Problema assegnato |
Quali righe del materiale contengono la parola "bale"? Estraile tutte, distinguendo tra maiuscole e minuscole.

Righe memorizzate |
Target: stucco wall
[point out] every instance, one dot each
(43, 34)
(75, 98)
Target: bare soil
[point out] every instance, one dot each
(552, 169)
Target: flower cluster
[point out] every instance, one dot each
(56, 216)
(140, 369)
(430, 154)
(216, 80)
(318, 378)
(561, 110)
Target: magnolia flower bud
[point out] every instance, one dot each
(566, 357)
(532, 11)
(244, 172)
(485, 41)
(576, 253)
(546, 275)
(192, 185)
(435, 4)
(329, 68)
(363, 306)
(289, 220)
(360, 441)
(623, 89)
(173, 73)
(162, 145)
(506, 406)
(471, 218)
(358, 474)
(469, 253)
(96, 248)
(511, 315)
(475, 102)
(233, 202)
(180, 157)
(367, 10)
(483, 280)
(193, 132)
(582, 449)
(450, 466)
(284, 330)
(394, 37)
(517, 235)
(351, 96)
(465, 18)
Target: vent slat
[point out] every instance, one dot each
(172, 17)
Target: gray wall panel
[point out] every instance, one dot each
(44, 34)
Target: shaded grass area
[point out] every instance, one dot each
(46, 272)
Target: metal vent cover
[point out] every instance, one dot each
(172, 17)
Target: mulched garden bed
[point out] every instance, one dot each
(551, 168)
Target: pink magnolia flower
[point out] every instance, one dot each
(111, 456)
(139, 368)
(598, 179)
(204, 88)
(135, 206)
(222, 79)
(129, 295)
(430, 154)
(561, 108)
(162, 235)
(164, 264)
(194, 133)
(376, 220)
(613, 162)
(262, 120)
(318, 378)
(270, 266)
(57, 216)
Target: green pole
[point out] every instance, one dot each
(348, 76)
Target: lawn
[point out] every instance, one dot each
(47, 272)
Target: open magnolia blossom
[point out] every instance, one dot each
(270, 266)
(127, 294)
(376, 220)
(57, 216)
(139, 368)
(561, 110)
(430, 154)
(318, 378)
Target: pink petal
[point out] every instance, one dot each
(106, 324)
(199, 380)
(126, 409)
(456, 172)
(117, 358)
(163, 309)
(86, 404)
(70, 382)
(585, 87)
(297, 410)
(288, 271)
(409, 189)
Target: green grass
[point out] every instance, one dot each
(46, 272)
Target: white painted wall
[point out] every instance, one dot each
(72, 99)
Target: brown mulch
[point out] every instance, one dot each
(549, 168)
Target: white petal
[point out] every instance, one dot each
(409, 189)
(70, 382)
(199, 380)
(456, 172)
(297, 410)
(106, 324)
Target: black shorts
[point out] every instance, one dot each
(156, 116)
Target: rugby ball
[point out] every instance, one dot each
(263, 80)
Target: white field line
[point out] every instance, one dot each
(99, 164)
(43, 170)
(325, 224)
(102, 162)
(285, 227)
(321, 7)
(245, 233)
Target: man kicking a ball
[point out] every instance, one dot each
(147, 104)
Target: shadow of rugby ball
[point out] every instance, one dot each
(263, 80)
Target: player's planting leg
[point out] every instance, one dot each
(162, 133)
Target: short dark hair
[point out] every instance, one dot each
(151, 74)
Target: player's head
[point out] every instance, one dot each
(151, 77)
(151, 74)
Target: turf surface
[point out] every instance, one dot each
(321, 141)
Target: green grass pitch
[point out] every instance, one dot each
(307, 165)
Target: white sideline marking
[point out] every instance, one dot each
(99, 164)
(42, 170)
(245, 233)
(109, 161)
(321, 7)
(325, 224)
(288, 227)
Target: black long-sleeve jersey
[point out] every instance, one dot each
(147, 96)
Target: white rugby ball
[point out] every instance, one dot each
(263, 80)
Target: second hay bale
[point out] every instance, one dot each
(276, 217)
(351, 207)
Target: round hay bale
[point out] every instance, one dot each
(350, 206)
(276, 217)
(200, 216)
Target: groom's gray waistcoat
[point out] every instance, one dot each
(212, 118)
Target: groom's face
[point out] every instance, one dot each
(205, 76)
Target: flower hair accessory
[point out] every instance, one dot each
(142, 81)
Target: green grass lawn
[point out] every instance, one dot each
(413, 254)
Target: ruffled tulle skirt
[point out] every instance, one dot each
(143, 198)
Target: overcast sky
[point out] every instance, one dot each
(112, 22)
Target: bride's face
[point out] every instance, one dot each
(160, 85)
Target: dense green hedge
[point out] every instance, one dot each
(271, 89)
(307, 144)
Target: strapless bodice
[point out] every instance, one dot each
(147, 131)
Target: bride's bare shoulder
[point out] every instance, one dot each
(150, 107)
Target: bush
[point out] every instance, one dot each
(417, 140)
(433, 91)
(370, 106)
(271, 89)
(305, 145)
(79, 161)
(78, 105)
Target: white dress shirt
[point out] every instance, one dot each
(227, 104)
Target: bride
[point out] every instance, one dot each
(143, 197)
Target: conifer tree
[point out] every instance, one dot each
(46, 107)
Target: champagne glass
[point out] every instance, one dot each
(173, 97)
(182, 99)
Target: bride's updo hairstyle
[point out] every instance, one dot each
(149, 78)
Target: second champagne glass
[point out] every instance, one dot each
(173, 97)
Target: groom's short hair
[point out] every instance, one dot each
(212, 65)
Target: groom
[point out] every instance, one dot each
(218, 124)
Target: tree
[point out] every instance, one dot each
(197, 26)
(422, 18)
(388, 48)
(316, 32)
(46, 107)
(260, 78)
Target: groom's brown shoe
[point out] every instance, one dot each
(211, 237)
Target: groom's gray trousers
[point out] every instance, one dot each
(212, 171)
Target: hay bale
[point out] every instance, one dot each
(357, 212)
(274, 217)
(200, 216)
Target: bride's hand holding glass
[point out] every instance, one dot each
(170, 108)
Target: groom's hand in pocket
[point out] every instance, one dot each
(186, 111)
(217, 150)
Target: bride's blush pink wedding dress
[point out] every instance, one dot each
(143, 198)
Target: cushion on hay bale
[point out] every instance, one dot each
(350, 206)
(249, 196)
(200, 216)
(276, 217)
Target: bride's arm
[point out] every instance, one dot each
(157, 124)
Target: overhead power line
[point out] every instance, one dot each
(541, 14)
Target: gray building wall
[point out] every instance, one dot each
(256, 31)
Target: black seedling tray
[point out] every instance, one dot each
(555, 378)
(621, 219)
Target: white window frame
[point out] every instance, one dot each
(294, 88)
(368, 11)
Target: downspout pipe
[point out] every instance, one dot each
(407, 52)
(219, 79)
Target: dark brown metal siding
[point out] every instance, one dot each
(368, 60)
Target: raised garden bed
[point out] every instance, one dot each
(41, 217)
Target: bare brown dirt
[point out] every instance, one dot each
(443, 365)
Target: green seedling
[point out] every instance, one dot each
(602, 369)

==

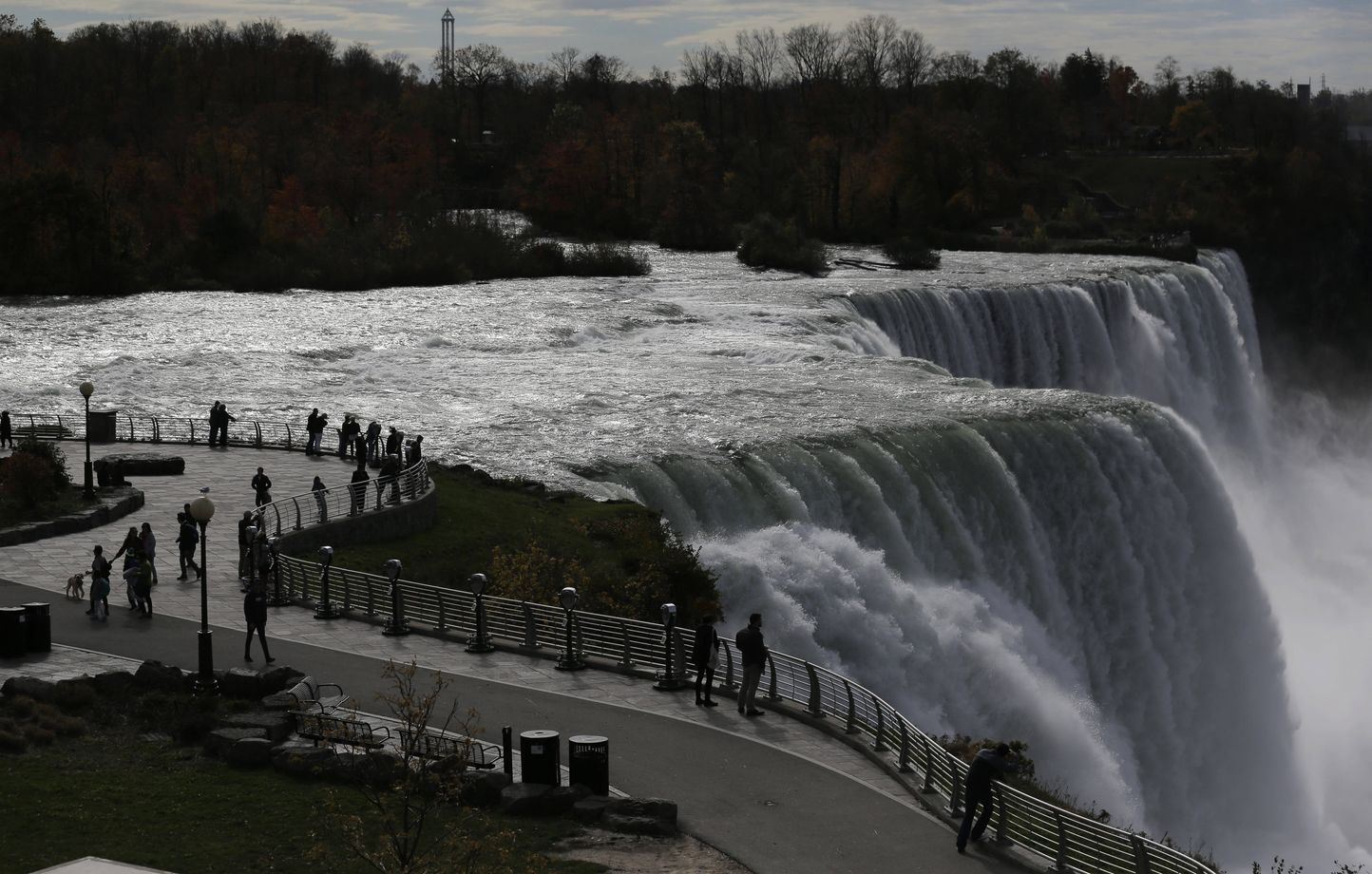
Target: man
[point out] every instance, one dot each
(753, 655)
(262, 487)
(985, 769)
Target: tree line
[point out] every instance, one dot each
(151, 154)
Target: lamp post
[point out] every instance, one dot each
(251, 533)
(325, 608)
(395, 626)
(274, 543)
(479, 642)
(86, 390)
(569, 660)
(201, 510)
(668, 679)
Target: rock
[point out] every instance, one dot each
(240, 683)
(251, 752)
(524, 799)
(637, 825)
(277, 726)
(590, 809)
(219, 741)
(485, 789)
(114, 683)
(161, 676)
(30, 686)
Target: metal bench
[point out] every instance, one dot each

Output completo |
Target: second hay bale
Target: round hay bale
Target: hay bale
Target: cushion on hay bale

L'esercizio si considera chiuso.